## Short exercise
Can you gather every line of the listing below that contains the word "trunk"?
╭─ Materials provided
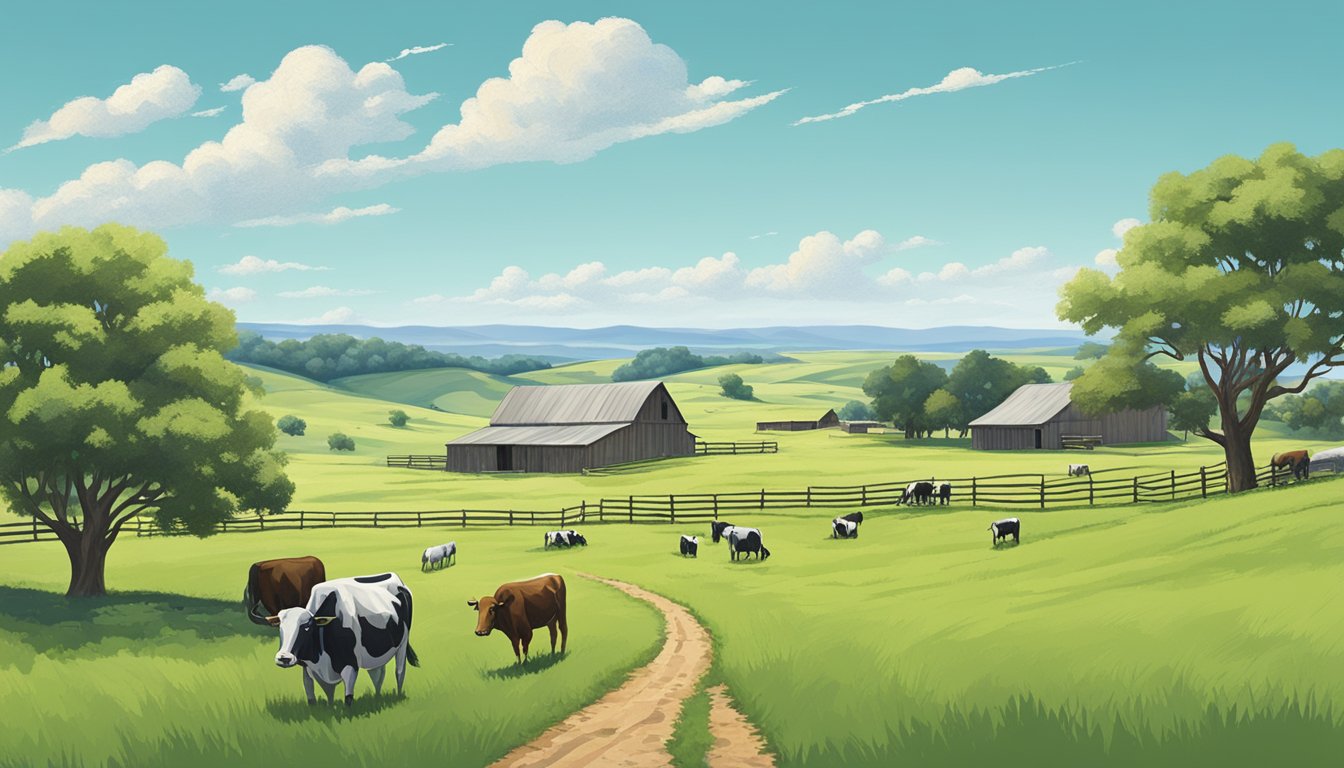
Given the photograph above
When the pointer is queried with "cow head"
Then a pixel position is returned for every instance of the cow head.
(297, 635)
(488, 609)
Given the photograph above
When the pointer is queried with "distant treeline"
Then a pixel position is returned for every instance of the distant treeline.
(333, 355)
(665, 361)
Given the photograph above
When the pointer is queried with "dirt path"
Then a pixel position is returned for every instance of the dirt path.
(631, 725)
(735, 741)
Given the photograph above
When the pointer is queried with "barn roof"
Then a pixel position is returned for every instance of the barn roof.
(573, 404)
(1028, 406)
(563, 435)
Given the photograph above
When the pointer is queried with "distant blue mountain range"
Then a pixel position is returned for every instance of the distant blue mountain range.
(624, 340)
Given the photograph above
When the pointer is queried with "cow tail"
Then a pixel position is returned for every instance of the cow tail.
(250, 591)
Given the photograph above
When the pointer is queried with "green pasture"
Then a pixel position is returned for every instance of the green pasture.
(1202, 634)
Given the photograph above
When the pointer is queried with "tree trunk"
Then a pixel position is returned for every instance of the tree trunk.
(1241, 463)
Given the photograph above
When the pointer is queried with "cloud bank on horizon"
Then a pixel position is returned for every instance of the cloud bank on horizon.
(301, 125)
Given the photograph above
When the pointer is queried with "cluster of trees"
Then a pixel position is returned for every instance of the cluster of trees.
(735, 388)
(333, 355)
(665, 361)
(1319, 412)
(922, 397)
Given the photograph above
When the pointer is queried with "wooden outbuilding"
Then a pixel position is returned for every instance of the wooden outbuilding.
╰─
## Solution
When the pointer is queried with "tree trunk"
Then a pixel position is returned for every instance of the tree trunk.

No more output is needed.